§ BRIEF
Below are some records; reproduce every one of them exactly.

Rows from a dataset:
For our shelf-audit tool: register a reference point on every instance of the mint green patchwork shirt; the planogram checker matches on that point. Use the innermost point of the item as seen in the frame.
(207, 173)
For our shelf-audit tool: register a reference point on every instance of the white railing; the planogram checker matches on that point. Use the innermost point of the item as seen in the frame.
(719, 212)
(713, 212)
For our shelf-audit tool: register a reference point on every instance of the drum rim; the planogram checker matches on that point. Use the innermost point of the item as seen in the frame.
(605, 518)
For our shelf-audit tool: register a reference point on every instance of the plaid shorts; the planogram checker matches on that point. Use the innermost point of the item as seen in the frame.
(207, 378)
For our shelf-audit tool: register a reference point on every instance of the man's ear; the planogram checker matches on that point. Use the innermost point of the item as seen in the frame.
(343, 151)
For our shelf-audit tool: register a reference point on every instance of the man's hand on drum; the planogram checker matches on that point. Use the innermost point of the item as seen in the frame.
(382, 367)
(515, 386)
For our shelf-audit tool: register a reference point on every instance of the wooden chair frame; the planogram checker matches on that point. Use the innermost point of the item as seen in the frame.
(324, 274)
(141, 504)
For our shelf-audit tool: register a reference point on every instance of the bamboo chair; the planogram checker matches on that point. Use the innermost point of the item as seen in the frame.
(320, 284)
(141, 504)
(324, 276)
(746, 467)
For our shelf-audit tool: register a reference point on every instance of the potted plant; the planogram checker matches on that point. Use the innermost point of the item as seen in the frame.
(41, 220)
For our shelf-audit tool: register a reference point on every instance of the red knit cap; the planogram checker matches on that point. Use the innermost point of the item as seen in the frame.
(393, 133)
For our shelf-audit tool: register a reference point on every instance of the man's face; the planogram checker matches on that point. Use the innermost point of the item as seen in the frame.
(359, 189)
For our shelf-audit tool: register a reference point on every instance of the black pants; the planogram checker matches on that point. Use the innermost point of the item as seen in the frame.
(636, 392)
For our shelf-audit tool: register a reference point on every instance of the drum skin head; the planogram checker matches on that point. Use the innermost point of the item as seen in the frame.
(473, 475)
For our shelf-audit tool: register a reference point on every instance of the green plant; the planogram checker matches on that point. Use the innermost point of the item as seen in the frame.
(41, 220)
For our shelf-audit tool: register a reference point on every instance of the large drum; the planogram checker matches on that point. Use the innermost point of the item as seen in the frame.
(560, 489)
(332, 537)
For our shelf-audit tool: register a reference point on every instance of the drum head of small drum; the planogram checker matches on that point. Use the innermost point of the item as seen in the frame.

§ RESPONSE FOR THIS EXERCISE
For our shelf-audit tool: register a reference point on every instance of the mint green patchwork shirt; the planogram checker matches on that point. Use the innermost point of the item as seen in the frame.
(207, 173)
For our shelf-audit tool: register a reference point on every instance of the white railing; the planogram checker matches on that point. Use the innermost point of the item as seen in the frame.
(719, 212)
(713, 212)
For our shelf-audit tool: register a reference point on every instance of the drum rim; the planogram checker matches on that point. Use the innermost point of the item as seen in the frame.
(605, 518)
For our shelf-audit tool: register a reference point on every instance of the plaid shorts; the planogram checker matches on that point. Use the innermost point of the item as seen in the frame.
(207, 378)
For our shelf-audit tool: register a reference point on every instance of the man's ear; the planogram checker matches on that point. Use the innermost point of the item as seen in the frame.
(343, 151)
For our shelf-audit tool: register a reference point on every instance of the man's hand on drum; the planogram checker matches on that point. Use the innermost point of the item as seen in the frame.
(382, 367)
(515, 386)
For our shelf-audit tool: register a reference point on every instance of the wooden chair frame; the planogram checker matches on that point. Use the innermost point of the item as seen in the frame.
(324, 274)
(141, 504)
For our shelf-audit tool: register a reference point on every instance of the bamboo chair; the planogram checker matches on that point. Use the innermost point of the item as seen in the frame.
(320, 284)
(141, 504)
(324, 276)
(746, 467)
For our shelf-audit tool: register a reference point on every instance of the potted plant; the planogram checker matches on that point. Use the innermost point of the item as seen in the frame.
(41, 220)
For our shelf-audit tool: register a reference point on every instance of the red knit cap; the planogram checker matches on that point. Use the innermost point of the item as seen in the frame.
(393, 133)
For our shelf-audit tool: register a reference point on every instance of the man's face; the planogram checker matches on that point. Use the innermost point of the item as seen in the frame.
(359, 189)
For our shelf-audit tool: register a reference point on every instance of the black pants; the planogram checker matches on that point. Use the innermost point of the item as seen in the frame.
(636, 392)
For our shelf-audit tool: register a reference point on every instance of the drum skin head; the planogram checker matches on that point. Use the innermost point of the item as seen in the frame.
(473, 475)
For our shelf-audit tool: register a reference point on every instance of the green plant; the planogram checker matches on that point. Use the innermost point of the item as seen in the frame.
(41, 220)
For our shelf-audit tool: register a reference point on every instance of the large drum; the planogram checker matches on that point. Use the innermost point of the item as seen in the frame.
(560, 489)
(332, 537)
For our shelf-audit tool: register a reference point on every instance of the drum head of small drum; the planogram checker matches on that point. Use the innermost point of the item as seen in the frame.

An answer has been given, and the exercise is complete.